:: 本文 ::
「バスで行く福島スタディツアー」を開催
2024.12.20
パルシステム埼玉は、11月30日(土)、東日本大震災で地震・津波・原子力災害を受けた福島県双葉郡富岡町のスタディツアーを開催しました。
私たちはまず、いわき市にある原子力災害考証館を参観しました。
今回もツアーガイドを務めていただいた里見喜生さんは、いわき湯本温泉で300年以上続いている旅館「古滝屋」の16代目館主であり、東日本大震災と東京電力福島第一原子力発電所事故後、Fスタディツアーを創設、被災地を巡りながら当時のでき事を語り継ぐ活動を続けています。
また、里見さんと有志で「古滝屋」の一室に手作りの原子力災害考証館を設立運営されています。里見さんは、「13年間、様々な立場の人とここで話をしてきました。福島は食料・エネルギー生産の場、首都圏は消費の場、地方と中央の関係が敵対ではなくファミリーのようになればよいと考えています」とおっしゃっていました。
考証館には、大熊町で津波に巻き込まれ行方不明になっていた木村汐凪(きむらゆうな)さん当時7歳が被災時に身に着けていたマフラーと遺骨の写真が展示されています。原発事故により十分な捜索ができない中、父の紀夫さんが独自に捜索した結果2016年に発見され、考証館に寄贈されたものです。
汐凪さんは祖父の運転する車で避難中に津波に遭難しました。3月12日の早朝、全町避難となりましたが、それまで捜索活動をしていた消防団員は付近で声を聞いたと証言しています。「津波に遭難した後も汐凪さんは生きていて、原発事故により捜索中止になったことで救助できなかったのであれば、汐凪さんの死は天災ではなく人災ではなかったか」と里見さんは話されました。
里見さんに促され、参加者一人ひとりが汐凪さんの遺品に触れ、ご冥福をお祈りするとともに震災・原子力災害の理不尽さを改めて強く感じました。
福島県産の食材をふんだんに使った昼食をいただいた後、ツアー参加者20名は里見さんのガイドで富岡町に向けて移動しました。移動の車中で里見さんは発災当時のようすを語ってくださいました。
震災前、「古滝屋」は140名のスタッフを擁し団体客を多く受け入れていました。震災発生日は金曜日であったこともあり予約で満室、50名の宿泊客がいらしたそうです。電気・ガス・水道がすべて止まり、エレベーターのシャフトも折れてしまいました。当時いわき市には3万人が避難しており、里見さんは炊き出しや子どものケアのボランティアに従事しました。その後復興支援などのボランティアを古滝屋で受け入れることを決断し、2012年7月に素泊まり旅館として再スタートしました。

:: 課題 1 ::
スタディツアーの記事を二文で要約してください。
:: 課題 2 ::
スタディツアーの記事のうち、「また、里見さんと有志で「古滝」から「考証館に寄贈されたものです。」までを、その両方を含めて一字一句違えずに書き写すこと。
:: 課題 3 ::
スタディツアーの記事を、最後の文の続きから書き継ぐこと。
記録は参照しなくてかまいません。

:: 記録一覧 ::
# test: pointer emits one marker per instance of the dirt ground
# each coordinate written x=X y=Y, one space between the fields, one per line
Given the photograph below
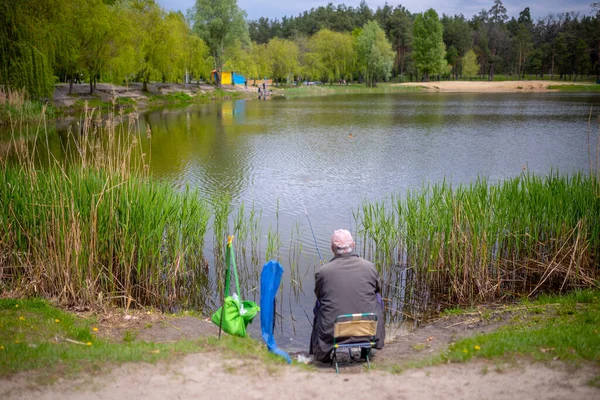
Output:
x=215 y=375
x=488 y=87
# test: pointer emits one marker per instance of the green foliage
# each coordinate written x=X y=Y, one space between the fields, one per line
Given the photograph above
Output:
x=34 y=335
x=219 y=23
x=26 y=54
x=283 y=58
x=470 y=65
x=566 y=329
x=575 y=88
x=468 y=244
x=375 y=55
x=429 y=50
x=331 y=56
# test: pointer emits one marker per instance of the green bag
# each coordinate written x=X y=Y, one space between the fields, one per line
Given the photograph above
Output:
x=238 y=314
x=235 y=320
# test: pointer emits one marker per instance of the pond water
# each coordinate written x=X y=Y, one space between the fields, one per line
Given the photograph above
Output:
x=329 y=154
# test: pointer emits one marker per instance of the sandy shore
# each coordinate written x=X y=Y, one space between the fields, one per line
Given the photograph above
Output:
x=204 y=376
x=488 y=87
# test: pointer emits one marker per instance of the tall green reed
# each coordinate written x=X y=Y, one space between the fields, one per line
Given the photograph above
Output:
x=95 y=228
x=482 y=242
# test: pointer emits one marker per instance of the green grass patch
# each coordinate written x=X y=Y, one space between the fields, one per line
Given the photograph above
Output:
x=201 y=98
x=120 y=102
x=324 y=90
x=576 y=88
x=568 y=329
x=34 y=335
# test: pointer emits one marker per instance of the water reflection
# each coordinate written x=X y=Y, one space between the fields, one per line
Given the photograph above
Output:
x=331 y=153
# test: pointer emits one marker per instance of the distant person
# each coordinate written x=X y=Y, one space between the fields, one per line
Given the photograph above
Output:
x=348 y=284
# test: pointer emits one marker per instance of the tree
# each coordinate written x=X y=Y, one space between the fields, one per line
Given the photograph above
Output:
x=401 y=36
x=283 y=58
x=452 y=59
x=429 y=50
x=26 y=50
x=470 y=66
x=331 y=55
x=219 y=23
x=523 y=39
x=375 y=55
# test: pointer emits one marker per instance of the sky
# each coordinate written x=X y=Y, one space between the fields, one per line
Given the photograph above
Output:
x=279 y=8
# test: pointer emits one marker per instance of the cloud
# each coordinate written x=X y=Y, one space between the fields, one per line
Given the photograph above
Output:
x=275 y=9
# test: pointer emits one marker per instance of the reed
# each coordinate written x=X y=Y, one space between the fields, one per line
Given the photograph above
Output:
x=481 y=242
x=96 y=228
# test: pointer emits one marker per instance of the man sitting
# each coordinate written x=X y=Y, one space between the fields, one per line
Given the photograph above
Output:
x=348 y=284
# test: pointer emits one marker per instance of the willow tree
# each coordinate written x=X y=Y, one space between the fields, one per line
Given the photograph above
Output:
x=429 y=50
x=331 y=54
x=470 y=66
x=26 y=48
x=375 y=55
x=283 y=58
x=219 y=23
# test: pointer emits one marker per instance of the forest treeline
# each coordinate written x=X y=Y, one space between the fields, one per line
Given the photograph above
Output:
x=120 y=41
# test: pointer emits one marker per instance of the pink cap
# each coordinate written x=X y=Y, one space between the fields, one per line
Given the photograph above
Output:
x=342 y=239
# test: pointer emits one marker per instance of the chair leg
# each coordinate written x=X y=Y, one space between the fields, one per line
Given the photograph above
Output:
x=334 y=359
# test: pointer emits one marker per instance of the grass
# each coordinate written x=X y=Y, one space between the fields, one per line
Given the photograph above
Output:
x=322 y=90
x=567 y=329
x=576 y=88
x=125 y=103
x=34 y=335
x=201 y=98
x=482 y=243
x=97 y=229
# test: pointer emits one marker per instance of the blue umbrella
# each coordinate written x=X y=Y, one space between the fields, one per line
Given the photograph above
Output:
x=269 y=284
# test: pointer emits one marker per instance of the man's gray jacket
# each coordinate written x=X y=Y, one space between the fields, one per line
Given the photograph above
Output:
x=348 y=284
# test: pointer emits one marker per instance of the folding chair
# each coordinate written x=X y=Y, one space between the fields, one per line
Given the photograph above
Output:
x=362 y=328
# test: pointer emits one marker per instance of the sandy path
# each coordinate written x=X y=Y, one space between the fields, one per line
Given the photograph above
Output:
x=203 y=376
x=489 y=87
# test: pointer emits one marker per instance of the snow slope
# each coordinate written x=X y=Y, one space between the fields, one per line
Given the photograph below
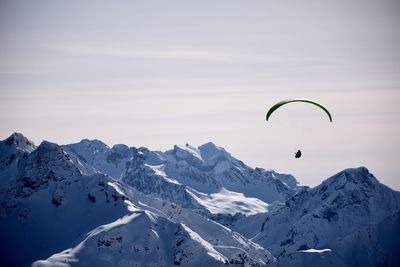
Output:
x=143 y=239
x=52 y=200
x=56 y=199
x=339 y=206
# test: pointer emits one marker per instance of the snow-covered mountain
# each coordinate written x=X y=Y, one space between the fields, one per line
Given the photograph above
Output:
x=87 y=204
x=56 y=199
x=50 y=202
x=341 y=205
x=206 y=178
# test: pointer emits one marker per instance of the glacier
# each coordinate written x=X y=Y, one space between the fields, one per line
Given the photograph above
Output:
x=88 y=204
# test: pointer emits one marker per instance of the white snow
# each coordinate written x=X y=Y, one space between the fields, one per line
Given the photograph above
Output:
x=229 y=202
x=313 y=250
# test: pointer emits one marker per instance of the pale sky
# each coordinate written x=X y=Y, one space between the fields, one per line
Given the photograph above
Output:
x=159 y=73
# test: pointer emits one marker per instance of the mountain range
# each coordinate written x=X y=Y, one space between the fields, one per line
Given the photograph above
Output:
x=88 y=204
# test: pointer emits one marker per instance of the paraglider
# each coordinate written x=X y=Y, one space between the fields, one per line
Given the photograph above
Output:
x=287 y=101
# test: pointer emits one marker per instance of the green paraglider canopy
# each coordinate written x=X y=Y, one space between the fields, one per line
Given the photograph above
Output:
x=287 y=101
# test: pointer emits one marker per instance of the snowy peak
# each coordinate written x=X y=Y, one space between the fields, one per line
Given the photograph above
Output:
x=213 y=154
x=352 y=178
x=13 y=149
x=19 y=141
x=146 y=239
x=347 y=201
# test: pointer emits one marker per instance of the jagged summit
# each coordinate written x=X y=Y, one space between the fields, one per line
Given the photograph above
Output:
x=19 y=141
x=351 y=177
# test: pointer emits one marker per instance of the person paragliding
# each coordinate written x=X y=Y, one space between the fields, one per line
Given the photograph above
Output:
x=287 y=101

:: 最終回答 1 ::
パルシステム埼玉は11月30日、東日本大震災で地震・津波・原子力災害を受けた福島県双葉郡富岡町のスタディツアーを開催し、参加者はまずいわき市の原子力災害考証館で、津波で行方不明になった木村汐凪さんのマフラーと遺骨の写真を見た。ガイドの里見喜生さんは、原発事故で捜索が中止されたために汐凪さんを救助できなかったのであれば人災ではなかったかと語り、富岡町への移動中には、震災当時の「古滝屋」のようすと2012年7月に素泊まり旅館として再スタートした経緯を話した。

:: 最終回答 2 ::
また、里見さんと有志で「古滝屋」の一室に手作りの原子力災害考証館を設立運営されています。里見さんは、「13年間、様々な立場の人とここで話をしてきました。福島は食料・エネルギー生産の場、首都圏は消費の場、地方と中央の関係が敵対ではなくファミリーのようになればよいと考えています」とおっしゃっていました。
考証館には、大熊町で津波に巻き込まれ行方不明になっていた木村汐凪(きむらゆうな)さん当時7歳が被災時に身に着けていたマフラーと遺骨の写真が展示されています。原発事故により十分な捜索ができない中、父の紀夫さんが独自に捜索した結果2016年に発見され、考証館に寄贈されたものです。

:: 最終回答 3 ::
現在は通常の旅館として営業していますが、震災前の2010年比50%に客数はとどまり、スタッフも40名になってしまったとのことです。
バスは富岡町の夜の森地区に到着しました。
2011年3月11日当時、富岡町では震度6強の地震を観測し、最大21.1メートルの津波被災により24名の方が亡くなりました。翌12日の福島第一原子力発電所の水素爆発事故により、全町民が全国各地への避難を余儀なくされ、震災(原発事故)関連死者数は456名にものぼっています。
夜の森地区は、2023年4月1日に避難指示が解除され居住が可能になりました。
まずは夜ノ森駅(JR常磐線)を訪れました。2020年3月に営業を再開しています。震災前は一日350人程度が利用していましたが、里見さんいわく、今は誰も利用しない日も多いのではないかとのことでした。駅前もほとんどが更地になっており、居住不明の住宅と営業していない商店がぽつんぽつんと残っている状態でした。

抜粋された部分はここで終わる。